Please filter the listing below and copy out the lines that hold "after".

#### Task data:
----------
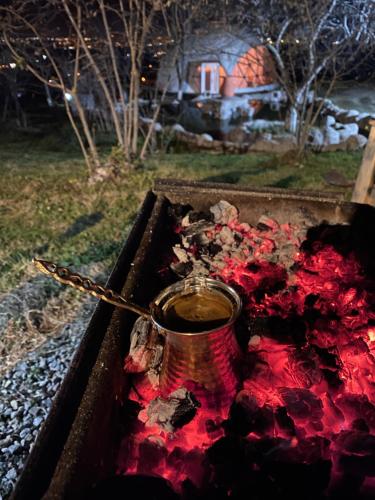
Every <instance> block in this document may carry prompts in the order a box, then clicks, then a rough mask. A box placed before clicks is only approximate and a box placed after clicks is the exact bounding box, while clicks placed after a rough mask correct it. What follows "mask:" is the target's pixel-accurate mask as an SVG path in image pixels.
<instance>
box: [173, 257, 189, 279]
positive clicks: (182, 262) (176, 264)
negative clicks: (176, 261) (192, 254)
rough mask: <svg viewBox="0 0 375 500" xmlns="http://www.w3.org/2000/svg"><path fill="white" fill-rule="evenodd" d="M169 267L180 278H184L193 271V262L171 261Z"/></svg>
mask: <svg viewBox="0 0 375 500" xmlns="http://www.w3.org/2000/svg"><path fill="white" fill-rule="evenodd" d="M171 269H172V271H173V272H174V273H175V274H177V276H180V278H186V277H187V276H188V275H189V274H190V273H191V272H192V271H193V263H192V262H191V261H189V262H172V264H171Z"/></svg>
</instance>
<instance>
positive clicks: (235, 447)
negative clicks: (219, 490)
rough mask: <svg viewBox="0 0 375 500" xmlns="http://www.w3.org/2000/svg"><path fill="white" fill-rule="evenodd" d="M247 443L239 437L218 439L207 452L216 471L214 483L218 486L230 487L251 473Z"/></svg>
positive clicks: (207, 456)
mask: <svg viewBox="0 0 375 500" xmlns="http://www.w3.org/2000/svg"><path fill="white" fill-rule="evenodd" d="M246 449H247V441H246V439H244V438H242V437H238V436H226V437H223V438H221V439H218V440H217V441H216V442H215V443H214V444H213V445H212V446H211V447H210V448H208V449H207V451H206V456H207V459H208V462H209V463H210V464H211V465H212V467H213V471H214V482H215V483H216V484H217V485H218V486H224V487H230V486H231V485H233V484H235V483H236V481H238V480H240V478H245V477H246V476H247V474H248V471H249V463H248V461H247V453H246Z"/></svg>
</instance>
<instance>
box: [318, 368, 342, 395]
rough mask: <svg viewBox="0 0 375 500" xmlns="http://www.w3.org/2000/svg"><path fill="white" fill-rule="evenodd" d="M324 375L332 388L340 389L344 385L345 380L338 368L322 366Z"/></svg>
mask: <svg viewBox="0 0 375 500" xmlns="http://www.w3.org/2000/svg"><path fill="white" fill-rule="evenodd" d="M320 371H321V372H322V375H323V377H324V379H325V380H326V382H327V383H328V385H329V386H330V388H331V389H334V390H335V391H337V390H339V389H340V387H341V386H342V385H343V381H342V380H341V378H340V376H339V372H338V370H329V369H328V368H321V370H320Z"/></svg>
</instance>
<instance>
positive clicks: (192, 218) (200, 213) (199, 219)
mask: <svg viewBox="0 0 375 500" xmlns="http://www.w3.org/2000/svg"><path fill="white" fill-rule="evenodd" d="M188 216H189V222H190V224H192V223H193V222H198V221H201V220H205V221H208V222H213V220H214V215H213V213H212V212H210V211H209V210H207V211H200V212H199V211H195V210H193V211H191V212H189V214H188Z"/></svg>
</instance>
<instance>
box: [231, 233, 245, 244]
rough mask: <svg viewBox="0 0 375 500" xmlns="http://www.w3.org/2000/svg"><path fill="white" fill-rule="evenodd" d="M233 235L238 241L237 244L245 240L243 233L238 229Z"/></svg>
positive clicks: (238, 243) (235, 239) (235, 238)
mask: <svg viewBox="0 0 375 500" xmlns="http://www.w3.org/2000/svg"><path fill="white" fill-rule="evenodd" d="M233 237H234V241H235V242H236V243H237V245H239V244H240V243H241V242H242V241H243V236H242V234H241V233H237V231H235V232H234V233H233Z"/></svg>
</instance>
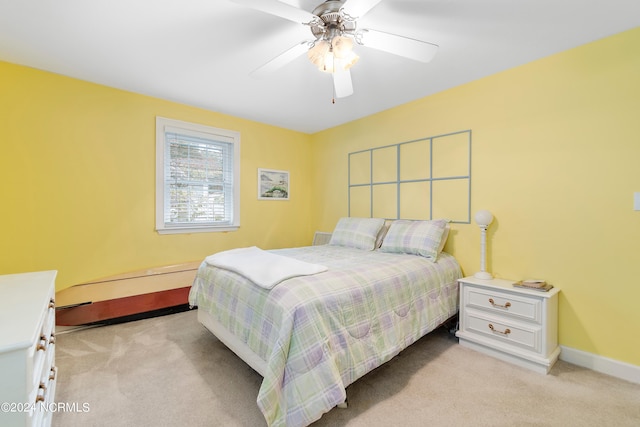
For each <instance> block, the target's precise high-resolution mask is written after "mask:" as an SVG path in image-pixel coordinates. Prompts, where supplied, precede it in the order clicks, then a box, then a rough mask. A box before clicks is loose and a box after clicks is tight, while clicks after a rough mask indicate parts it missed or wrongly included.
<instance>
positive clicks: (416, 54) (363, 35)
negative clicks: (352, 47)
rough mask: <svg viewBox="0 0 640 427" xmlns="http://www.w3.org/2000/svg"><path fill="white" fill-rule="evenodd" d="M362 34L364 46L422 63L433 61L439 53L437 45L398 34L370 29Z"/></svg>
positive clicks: (363, 44) (366, 29) (362, 41)
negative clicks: (369, 47) (434, 57)
mask: <svg viewBox="0 0 640 427" xmlns="http://www.w3.org/2000/svg"><path fill="white" fill-rule="evenodd" d="M360 34H361V39H360V40H361V42H362V44H363V45H364V46H367V47H371V48H374V49H378V50H383V51H385V52H389V53H393V54H394V55H399V56H404V57H405V58H409V59H413V60H416V61H420V62H429V61H431V60H432V59H433V57H434V56H435V54H436V52H437V51H438V45H436V44H433V43H428V42H423V41H420V40H416V39H411V38H409V37H403V36H398V35H396V34H390V33H385V32H382V31H376V30H369V29H365V30H362V31H361V33H360Z"/></svg>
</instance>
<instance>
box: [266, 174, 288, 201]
mask: <svg viewBox="0 0 640 427" xmlns="http://www.w3.org/2000/svg"><path fill="white" fill-rule="evenodd" d="M289 195H290V194H289V172H288V171H280V170H275V169H263V168H258V200H289Z"/></svg>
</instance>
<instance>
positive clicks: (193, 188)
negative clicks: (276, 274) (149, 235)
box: [164, 128, 234, 227]
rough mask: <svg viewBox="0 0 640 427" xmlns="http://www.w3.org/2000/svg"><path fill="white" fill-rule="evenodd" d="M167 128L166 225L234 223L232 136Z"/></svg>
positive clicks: (170, 225)
mask: <svg viewBox="0 0 640 427" xmlns="http://www.w3.org/2000/svg"><path fill="white" fill-rule="evenodd" d="M165 130H166V131H165V144H166V146H165V153H166V154H165V159H164V160H165V165H164V166H165V167H164V173H165V177H164V178H165V187H164V218H165V220H164V221H165V226H166V227H180V226H187V225H220V226H224V225H231V224H233V218H234V217H233V215H234V212H233V205H234V204H233V165H234V159H233V155H234V149H233V142H232V140H231V138H227V137H225V136H222V135H204V136H198V135H196V134H195V133H192V132H189V131H186V130H182V129H180V130H174V129H171V128H166V129H165Z"/></svg>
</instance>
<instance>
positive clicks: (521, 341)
mask: <svg viewBox="0 0 640 427" xmlns="http://www.w3.org/2000/svg"><path fill="white" fill-rule="evenodd" d="M465 324H466V331H467V332H468V333H470V334H476V335H481V336H483V337H485V338H488V339H490V340H492V341H495V342H498V343H503V344H506V345H509V346H517V347H520V348H522V349H524V350H529V351H533V352H536V353H540V352H541V350H542V338H541V336H542V329H541V328H540V327H536V326H533V325H532V326H529V325H524V324H520V323H518V322H511V321H509V319H506V318H498V317H492V316H485V315H483V313H480V312H477V311H475V310H468V311H466V313H465Z"/></svg>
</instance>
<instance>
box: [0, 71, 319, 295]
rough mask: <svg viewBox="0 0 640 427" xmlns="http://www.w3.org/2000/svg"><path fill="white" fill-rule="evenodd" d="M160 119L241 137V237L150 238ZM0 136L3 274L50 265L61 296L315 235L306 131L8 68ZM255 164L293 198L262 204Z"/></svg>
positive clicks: (205, 235) (152, 210) (0, 186)
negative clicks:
----------
#### Task answer:
Every <instance> block in this document may carry prompts in the order a box, then clicks, then a rough mask. A box placed before clicks is only approximate and a box placed after clicks is the exact bounding box, while clicks placed after a rough mask correct it. What follows "mask:" is the target's pixel-accurate mask as an SVG path in image pixels.
For each <instance> block, the target's precise high-resolution mask is written after "mask:" as an SVG path in image-pixel coordinates. Prompts, where supplied, precede it in the order clicks, then a box, then a rough mask. A box before clicks is loose and a box after clicks is tight, while clicks after a rough mask indicate parts it missed or wrongly included.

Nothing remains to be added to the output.